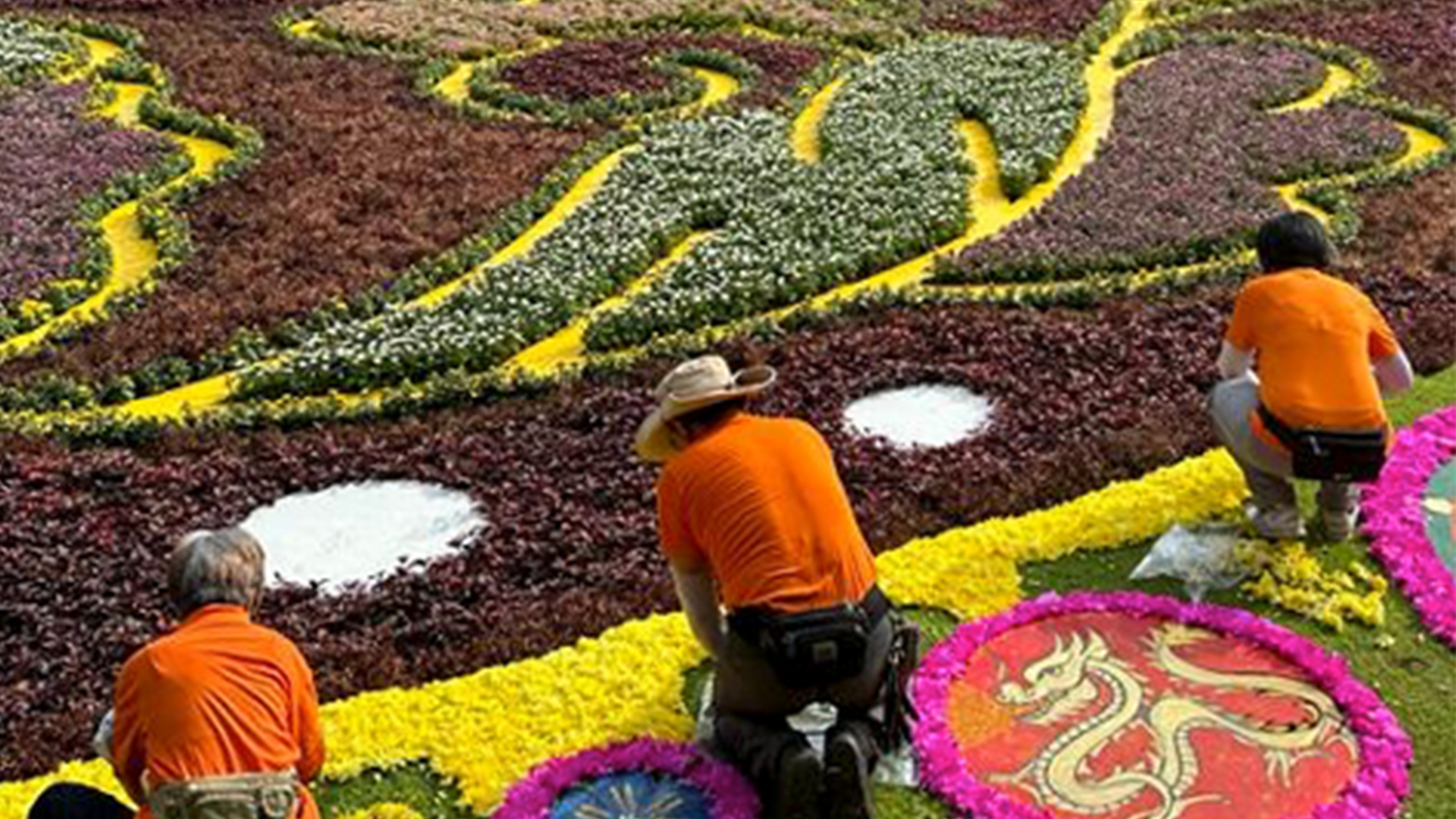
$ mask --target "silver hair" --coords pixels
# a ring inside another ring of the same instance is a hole
[[[262,587],[264,548],[236,528],[186,535],[167,567],[167,595],[183,616],[214,603],[252,606]]]

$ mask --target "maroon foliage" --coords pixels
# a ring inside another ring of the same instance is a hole
[[[84,117],[83,85],[0,90],[0,305],[38,296],[80,259],[83,198],[135,173],[166,140]]]
[[[788,41],[744,36],[664,35],[648,39],[565,42],[523,57],[501,71],[517,90],[559,102],[585,102],[620,93],[642,93],[667,86],[654,57],[680,51],[722,51],[756,66],[761,74],[735,102],[769,105],[789,95],[820,61],[818,50]]]
[[[102,380],[307,315],[483,230],[587,138],[454,114],[406,67],[287,41],[280,10],[99,16],[146,35],[179,102],[258,128],[264,159],[189,208],[197,254],[141,310],[0,376]]]
[[[1447,111],[1456,103],[1456,25],[1447,0],[1294,0],[1216,15],[1197,28],[1281,32],[1351,45],[1380,66],[1386,90]]]
[[[1401,302],[1389,312],[1405,340],[1417,322],[1456,326],[1450,280],[1424,300],[1409,294],[1431,283],[1361,284],[1382,305]],[[893,309],[725,353],[780,369],[761,411],[824,431],[866,535],[884,549],[1072,498],[1211,444],[1201,402],[1229,303],[1220,290],[1086,313]],[[1441,363],[1453,357],[1447,348]],[[0,746],[20,751],[0,759],[0,778],[84,751],[118,663],[163,618],[169,541],[296,491],[432,481],[469,491],[489,522],[459,557],[368,593],[274,593],[264,619],[301,643],[326,698],[540,654],[671,608],[652,472],[629,449],[667,366],[409,421],[181,436],[140,453],[4,442]],[[993,398],[993,426],[919,450],[846,428],[846,402],[923,382]]]
[[[1318,58],[1284,47],[1198,45],[1158,58],[1118,87],[1096,160],[1035,214],[965,251],[948,277],[1198,261],[1283,211],[1274,181],[1401,150],[1399,131],[1364,109],[1262,109],[1322,77]]]
[[[1076,39],[1107,0],[926,0],[923,17],[929,28],[986,36],[1018,36],[1048,41]]]

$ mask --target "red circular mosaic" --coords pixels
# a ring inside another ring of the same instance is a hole
[[[1278,819],[1356,778],[1340,707],[1238,637],[1067,614],[981,646],[946,700],[965,771],[1059,818]]]

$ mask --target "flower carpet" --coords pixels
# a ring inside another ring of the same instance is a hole
[[[936,643],[922,787],[881,813],[1449,815],[1443,13],[6,4],[0,819],[52,781],[115,790],[87,742],[165,627],[173,538],[399,481],[479,523],[259,612],[317,673],[329,816],[756,816],[687,745],[705,657],[629,449],[709,350],[779,369],[763,411],[826,434]],[[1421,379],[1358,539],[1181,603],[1127,577],[1239,512],[1203,396],[1252,232],[1291,208]],[[900,446],[846,414],[926,388],[981,420]]]

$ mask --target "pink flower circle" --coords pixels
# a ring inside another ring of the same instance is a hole
[[[600,777],[641,772],[680,780],[706,797],[712,819],[757,819],[753,785],[727,762],[693,745],[638,739],[594,748],[543,762],[511,785],[495,819],[549,819],[556,802],[574,787]]]
[[[1344,713],[1345,727],[1358,748],[1354,777],[1334,802],[1313,809],[1307,819],[1385,819],[1399,810],[1409,793],[1411,740],[1380,698],[1350,675],[1344,660],[1242,609],[1131,592],[1044,595],[1009,612],[962,625],[929,653],[916,673],[911,697],[920,716],[914,730],[920,777],[933,793],[978,819],[1054,819],[1051,810],[1012,799],[968,769],[951,724],[952,685],[965,673],[973,656],[1002,634],[1041,619],[1089,614],[1121,614],[1203,628],[1245,641],[1294,666]]]
[[[1380,479],[1366,487],[1361,506],[1370,551],[1427,628],[1456,647],[1456,577],[1436,554],[1423,509],[1425,487],[1453,456],[1456,407],[1447,407],[1399,431]]]

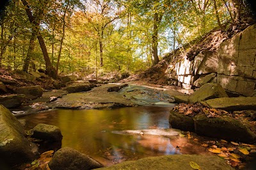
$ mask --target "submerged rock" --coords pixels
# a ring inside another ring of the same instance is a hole
[[[96,85],[93,84],[72,85],[64,88],[63,90],[68,93],[76,93],[90,91],[95,87]]]
[[[88,156],[67,147],[54,153],[49,166],[51,170],[89,170],[103,167]]]
[[[227,111],[256,110],[256,97],[223,97],[204,102],[210,108]]]
[[[195,103],[211,99],[227,97],[228,96],[225,90],[220,85],[206,83],[189,96],[188,102]]]
[[[24,94],[26,99],[35,99],[42,96],[43,94],[43,89],[40,85],[23,87],[17,89],[17,93],[19,94]]]
[[[11,167],[35,159],[22,125],[6,108],[0,105],[0,167]]]
[[[186,131],[195,131],[193,117],[171,110],[169,115],[169,124],[172,128]]]
[[[0,96],[0,104],[3,104],[7,108],[17,108],[20,106],[25,100],[25,97],[24,94]]]
[[[136,169],[136,170],[184,170],[193,169],[190,162],[196,162],[201,169],[234,170],[225,161],[216,156],[196,155],[173,155],[143,158],[126,161],[110,167],[98,169]]]
[[[59,127],[38,124],[33,129],[32,137],[51,141],[61,141],[62,134]]]

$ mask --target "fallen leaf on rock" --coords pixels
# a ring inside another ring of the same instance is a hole
[[[212,149],[212,148],[209,148],[208,150],[209,152],[214,153],[220,153],[221,151],[220,150],[216,150],[216,149]]]
[[[231,158],[230,159],[231,159],[232,160],[233,160],[233,161],[234,161],[234,162],[238,162],[238,163],[240,163],[240,162],[241,162],[240,160],[237,159]]]
[[[236,153],[230,153],[230,154],[231,156],[232,156],[235,159],[239,159],[240,158],[239,155],[236,154]]]
[[[242,152],[243,153],[244,153],[244,155],[248,155],[250,153],[249,152],[246,150],[246,149],[240,149],[238,150],[239,151],[240,151],[241,152]]]
[[[231,161],[230,163],[232,167],[236,167],[238,165],[238,162],[236,161]]]
[[[208,147],[209,145],[207,143],[204,143],[204,144],[202,144],[201,146],[206,148],[206,147]]]
[[[236,143],[236,142],[233,142],[233,141],[232,141],[232,142],[230,142],[232,144],[233,144],[234,145],[236,145],[236,146],[239,146],[239,144],[238,144],[237,143]]]
[[[228,143],[227,141],[225,141],[225,140],[223,140],[223,139],[221,139],[220,141],[221,141],[221,143]]]
[[[193,161],[190,161],[190,162],[189,162],[189,164],[190,164],[190,166],[191,166],[193,169],[197,169],[197,170],[201,170],[201,167],[200,167],[200,166],[199,166],[198,164],[196,164],[196,162],[193,162]]]
[[[227,157],[228,155],[223,154],[223,153],[220,153],[220,154],[218,154],[218,156],[225,158],[225,157]]]

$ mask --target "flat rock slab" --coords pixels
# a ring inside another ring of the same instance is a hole
[[[114,131],[113,133],[120,134],[141,134],[141,135],[156,135],[164,136],[179,136],[180,131],[173,129],[142,129],[142,130],[125,130]]]
[[[68,94],[62,98],[49,103],[50,108],[101,109],[132,106],[136,105],[117,92],[108,92],[115,84],[107,84],[93,89],[89,92]]]
[[[201,169],[234,170],[225,161],[216,156],[196,155],[173,155],[148,157],[138,160],[127,161],[113,166],[97,169],[136,169],[136,170],[184,170],[193,169],[189,164],[191,161],[199,165]]]
[[[67,92],[62,90],[52,90],[44,92],[41,97],[29,101],[29,103],[49,103],[61,98],[63,96],[67,95]]]
[[[211,99],[226,97],[228,96],[220,85],[206,83],[189,96],[188,102],[196,103]]]
[[[227,111],[256,110],[256,97],[221,97],[207,100],[204,103],[210,108]]]
[[[25,97],[24,94],[0,96],[0,104],[3,104],[6,108],[17,108],[20,106],[25,100]]]
[[[189,96],[174,96],[173,97],[177,103],[188,103]]]

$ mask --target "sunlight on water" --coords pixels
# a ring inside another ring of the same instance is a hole
[[[110,166],[149,156],[198,152],[198,150],[189,148],[192,145],[186,138],[179,136],[113,132],[168,129],[171,109],[171,107],[140,106],[102,110],[58,110],[21,118],[27,120],[27,129],[32,129],[38,123],[59,127],[63,136],[62,147],[73,148],[105,166]],[[176,148],[177,146],[179,147]]]

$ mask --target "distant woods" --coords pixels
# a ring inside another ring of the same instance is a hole
[[[213,28],[226,31],[252,22],[252,2],[1,1],[0,66],[44,69],[55,78],[62,73],[136,73]]]

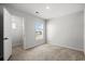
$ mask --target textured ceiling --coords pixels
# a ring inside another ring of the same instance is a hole
[[[42,18],[58,17],[85,8],[83,3],[12,3],[6,5]],[[49,7],[49,9],[46,9],[46,7]]]

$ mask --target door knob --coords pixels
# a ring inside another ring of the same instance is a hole
[[[3,38],[3,40],[6,40],[6,39],[9,39],[9,38]]]

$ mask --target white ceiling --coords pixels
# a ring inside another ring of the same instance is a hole
[[[12,3],[11,8],[31,13],[42,18],[53,18],[83,10],[83,3]],[[46,9],[49,7],[49,9]],[[37,14],[36,11],[39,13]]]

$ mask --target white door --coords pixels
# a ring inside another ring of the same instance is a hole
[[[11,14],[6,9],[3,9],[3,59],[9,60],[12,54],[12,42],[11,42]]]

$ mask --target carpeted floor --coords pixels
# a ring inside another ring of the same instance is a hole
[[[52,46],[48,43],[24,50],[22,47],[13,48],[10,61],[83,61],[81,51]]]

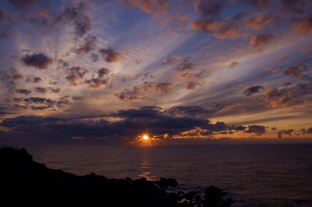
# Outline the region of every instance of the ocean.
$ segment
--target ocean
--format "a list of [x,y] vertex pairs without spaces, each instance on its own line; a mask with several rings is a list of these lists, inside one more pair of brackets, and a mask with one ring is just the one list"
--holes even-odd
[[175,178],[168,191],[227,192],[231,206],[312,206],[312,143],[25,148],[47,167],[77,175]]

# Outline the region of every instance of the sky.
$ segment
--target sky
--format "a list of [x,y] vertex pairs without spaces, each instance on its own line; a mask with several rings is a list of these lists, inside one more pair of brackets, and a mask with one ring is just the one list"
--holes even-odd
[[311,14],[306,0],[1,1],[0,143],[312,142]]

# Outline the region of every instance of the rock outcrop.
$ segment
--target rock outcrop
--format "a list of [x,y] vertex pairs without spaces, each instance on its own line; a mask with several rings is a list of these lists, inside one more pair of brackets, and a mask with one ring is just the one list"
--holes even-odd
[[155,185],[176,185],[174,179],[162,178],[153,182],[144,178],[108,179],[93,173],[77,176],[48,168],[34,161],[32,157],[24,148],[0,149],[2,206],[174,207],[193,206],[196,204],[198,206],[225,206],[231,203],[221,198],[224,193],[220,192],[221,189],[211,186],[205,197],[196,193],[186,194],[189,201],[181,203],[177,201],[184,196],[166,192]]

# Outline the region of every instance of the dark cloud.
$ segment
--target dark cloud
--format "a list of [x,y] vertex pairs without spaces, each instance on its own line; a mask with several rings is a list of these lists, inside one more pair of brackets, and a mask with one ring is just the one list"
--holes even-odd
[[170,8],[166,7],[170,0],[120,0],[120,2],[126,7],[139,7],[141,11],[152,14],[158,19],[170,11]]
[[281,0],[282,7],[281,11],[283,12],[290,12],[295,13],[302,13],[306,7],[305,1],[304,0]]
[[7,14],[7,11],[5,10],[0,10],[0,22],[3,21],[5,19],[5,15]]
[[92,60],[92,62],[93,63],[96,62],[99,60],[99,55],[95,53],[91,53],[91,56],[90,56]]
[[27,66],[34,67],[39,70],[46,69],[49,65],[53,63],[52,58],[42,53],[25,55],[22,58],[22,61]]
[[35,6],[38,2],[38,0],[8,0],[10,3],[16,6],[26,8],[28,6]]
[[102,68],[99,69],[97,71],[97,74],[99,75],[99,78],[102,78],[104,75],[106,75],[110,72],[110,70],[107,68]]
[[[249,127],[249,126],[248,127]],[[236,126],[234,128],[234,130],[236,130],[237,131],[244,131],[247,128],[246,126],[243,126],[241,125],[237,126]]]
[[248,20],[245,19],[244,22],[244,26],[259,30],[269,23],[275,18],[275,17],[273,16],[264,16],[261,12],[259,12],[257,17],[251,18]]
[[309,71],[308,66],[305,65],[299,64],[288,67],[283,71],[284,75],[291,77],[299,77],[305,71]]
[[294,131],[293,129],[288,129],[288,130],[283,129],[277,132],[278,138],[281,138],[282,134],[288,134],[289,136],[291,136],[291,134],[290,133],[293,131]]
[[75,49],[74,52],[78,55],[82,55],[85,53],[89,53],[90,51],[95,49],[96,43],[95,42],[89,41],[87,42],[81,47]]
[[85,80],[85,83],[89,85],[89,87],[94,88],[98,88],[103,85],[106,87],[111,88],[114,86],[113,84],[109,85],[110,80],[108,79],[103,79],[100,78],[91,78],[90,80]]
[[173,83],[162,82],[154,86],[154,87],[157,91],[160,91],[163,92],[168,93],[173,89],[172,88],[169,87],[169,86],[173,84]]
[[213,101],[212,105],[215,108],[217,108],[218,110],[221,110],[227,106],[225,103],[220,101]]
[[251,125],[248,126],[248,129],[245,130],[245,133],[254,133],[260,136],[266,133],[266,127],[259,125]]
[[52,87],[49,87],[48,88],[48,89],[49,89],[50,91],[54,93],[57,93],[60,91],[61,91],[61,88],[53,88]]
[[312,127],[309,128],[307,129],[306,130],[307,134],[312,134]]
[[215,18],[201,19],[191,23],[192,29],[199,32],[213,33],[217,38],[235,39],[240,36],[238,25],[227,19],[219,23]]
[[246,89],[243,91],[243,94],[246,96],[248,96],[253,94],[257,93],[259,92],[260,89],[264,89],[263,86],[246,86],[245,87]]
[[23,98],[13,98],[13,102],[16,103],[22,103],[24,99]]
[[234,67],[235,67],[236,65],[238,65],[239,64],[239,63],[237,63],[236,62],[232,62],[229,65],[229,68],[233,68]]
[[258,9],[267,8],[272,2],[271,0],[245,0],[244,1]]
[[163,113],[170,116],[195,116],[198,115],[209,115],[216,111],[194,105],[173,106],[164,111]]
[[294,21],[292,28],[296,33],[302,35],[312,31],[312,14]]
[[276,38],[273,35],[257,35],[252,36],[250,45],[254,47],[262,46],[272,42]]
[[102,48],[100,49],[99,52],[103,59],[108,63],[117,62],[122,58],[122,55],[119,51],[110,48]]
[[18,93],[28,95],[32,92],[32,91],[30,90],[28,91],[27,89],[17,89],[15,90],[15,92]]
[[294,105],[311,102],[310,98],[305,95],[306,93],[312,91],[312,85],[310,86],[309,84],[302,84],[299,85],[297,84],[295,87],[297,88],[295,90],[294,90],[294,87],[285,88],[279,91],[276,88],[267,89],[263,96],[265,97],[264,100],[269,103],[266,106],[273,108],[287,108]]
[[128,90],[125,90],[124,92],[122,92],[119,93],[115,93],[113,94],[114,96],[117,97],[119,101],[128,101],[135,99],[143,99],[147,98],[148,96],[145,95],[139,95],[138,94],[138,90],[134,90],[129,91]]
[[203,85],[202,83],[199,82],[194,82],[194,81],[184,82],[183,83],[184,84],[184,87],[188,90],[198,89]]
[[166,58],[163,60],[163,64],[172,64],[177,62],[177,60],[179,60],[181,57],[178,56],[177,56],[175,55],[173,55],[171,58]]
[[[34,108],[45,108],[41,106]],[[0,126],[10,129],[3,132],[4,136],[59,139],[105,137],[113,142],[120,141],[117,138],[120,136],[124,137],[124,141],[135,141],[143,133],[160,137],[167,134],[178,136],[196,128],[213,133],[221,132],[228,128],[223,122],[213,124],[206,119],[167,115],[155,106],[119,110],[106,115],[121,119],[110,121],[103,119],[95,120],[28,115],[3,119]]]
[[38,87],[35,88],[35,91],[36,92],[42,93],[46,93],[47,91],[47,90],[46,88],[40,87]]
[[183,71],[187,69],[191,69],[194,66],[192,63],[182,63],[176,65],[176,68],[181,71]]
[[45,102],[46,99],[45,98],[40,98],[39,97],[30,97],[25,98],[23,100],[24,101],[28,103],[40,103],[42,104]]
[[91,97],[85,96],[71,96],[71,99],[74,101],[80,101],[80,100],[88,100],[91,98]]
[[85,12],[90,10],[90,2],[81,2],[74,6],[70,3],[56,18],[55,23],[61,22],[72,24],[75,28],[75,34],[81,36],[90,29],[91,22],[89,17],[85,14]]
[[71,82],[71,85],[76,86],[76,81],[79,78],[83,78],[85,74],[88,72],[88,69],[80,66],[74,66],[67,69],[66,71],[69,75],[65,78],[67,81]]
[[204,18],[218,17],[224,11],[222,1],[202,0],[197,5],[197,11]]

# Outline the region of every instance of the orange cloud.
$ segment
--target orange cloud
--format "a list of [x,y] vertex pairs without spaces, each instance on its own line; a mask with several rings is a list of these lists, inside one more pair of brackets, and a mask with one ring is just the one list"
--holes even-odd
[[250,45],[254,47],[261,46],[272,42],[276,36],[273,35],[260,34],[253,36]]
[[244,26],[247,28],[251,27],[258,30],[269,23],[274,19],[274,17],[273,16],[264,17],[261,12],[259,12],[256,17],[252,18],[248,21],[245,20]]

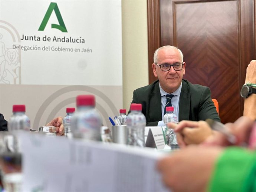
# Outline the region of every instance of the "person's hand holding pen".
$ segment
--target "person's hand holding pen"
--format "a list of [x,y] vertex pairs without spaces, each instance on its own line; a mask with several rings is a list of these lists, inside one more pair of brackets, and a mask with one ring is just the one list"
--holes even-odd
[[218,145],[223,146],[231,145],[246,146],[249,143],[253,121],[247,117],[241,117],[233,123],[229,123],[225,124],[224,128],[226,129],[235,137],[235,143],[231,143],[226,135],[219,132],[216,132],[214,134],[207,138],[203,145]]
[[242,117],[234,123],[225,125],[220,123],[213,125],[203,121],[182,121],[178,125],[170,123],[168,126],[174,129],[181,148],[192,144],[224,146],[248,143],[253,123],[250,118]]
[[168,126],[174,129],[181,148],[190,144],[199,144],[213,134],[209,125],[204,121],[183,120],[178,124],[169,123]]

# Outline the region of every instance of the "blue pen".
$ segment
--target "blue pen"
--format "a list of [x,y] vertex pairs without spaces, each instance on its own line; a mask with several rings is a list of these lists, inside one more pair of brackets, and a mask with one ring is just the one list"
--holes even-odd
[[108,119],[109,119],[109,120],[110,121],[111,123],[112,124],[112,125],[115,126],[115,122],[114,122],[114,121],[113,120],[113,119],[112,119],[110,117],[108,117]]

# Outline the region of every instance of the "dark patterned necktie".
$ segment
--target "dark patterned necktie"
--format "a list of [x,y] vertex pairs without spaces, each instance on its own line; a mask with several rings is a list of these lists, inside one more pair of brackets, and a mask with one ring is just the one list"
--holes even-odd
[[166,103],[164,106],[164,114],[166,113],[166,107],[171,107],[171,98],[173,98],[174,95],[172,94],[168,94],[165,95],[166,96]]

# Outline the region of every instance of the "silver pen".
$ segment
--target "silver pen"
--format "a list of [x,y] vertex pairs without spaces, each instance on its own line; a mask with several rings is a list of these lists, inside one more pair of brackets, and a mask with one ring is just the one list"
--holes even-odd
[[214,121],[211,119],[207,119],[205,121],[208,123],[213,130],[219,131],[224,135],[227,140],[231,143],[232,144],[236,143],[237,142],[236,137],[229,131],[224,124],[220,122]]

########

Return each line of the data above that contains the string "flower". Case must match.

### Solution to this problem
$ mask --target "flower carpet" --coords pixels
$ mask --target "pink flower circle" --coords pixels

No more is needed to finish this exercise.